**Extracted text:**

• • • •

The illicit trade in consumer products not only represents a serious loss of tax revenue for governments, it can pose public health risks and undermine consumer confidence. Product authentication, allied to secure authentication and traceability technology, is a valuable tool for governments, enabling efficient tax collection and promoting public confidence.

Three distinct but inter-related forms of illicit trade co-exist: Counterfeiting of legitimate products; Smuggling of genuine products; Evasion or under-reporting of production to avoid tax obligations. 

 
Although the illicit trade market may be popular with some consumers, it is far from a victimless crime: governments lose tax revenue, public health risks increase and confidence falls among consumers abused by sub-standard or dangerous products.
 
Illicit trade in goods and services:
  • Damages economic development and supports corrupt practices
  • Weakens government policies and the rule of law
  • Helps to finance organised crime
  • Undermines investment in industry and the business of legitimate traders
 
Yet the demand for cheaper products has developed large illicit markets worldwide. As a result, governments in all parts of the world have started to impose anti-counterfeiting, anti-diversion and anti-smuggling control mechanisms for tobacco, alcohol and pharmaceutical products with tracking, from point of production to final point of sale.

• • • •

**Data provided:**
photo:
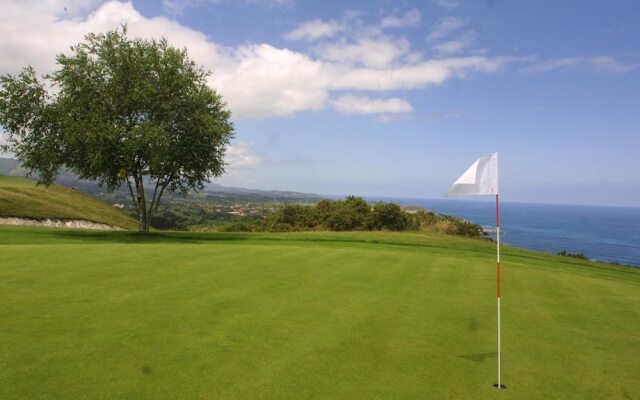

• • • •

**Exercises:**
a) Write out the part of the passage on illicit trade above, beginning at the words "The illicit trade in" and stopping after the words "promoting public confidence.".
b) Answer these questions from the passage on illicit trade:
(i) Which of the three forms of illicit trade involves genuine products?
(ii) For which three kinds of products have governments started to impose control mechanisms?
(iii) Between which two points does the tracking run?

**List of solutions:**
a)
The illicit trade in consumer products not only represents a serious loss of tax revenue for governments, it can pose public health risks and undermine consumer confidence. Product authentication, allied to secure authentication and traceability technology, is a valuable tool for governments, enabling efficient tax collection and promoting public confidence.

b)
(i) Smuggling
(ii) Tobacco, alcohol, and pharmaceutical products
(iii) From point of production to final point of sale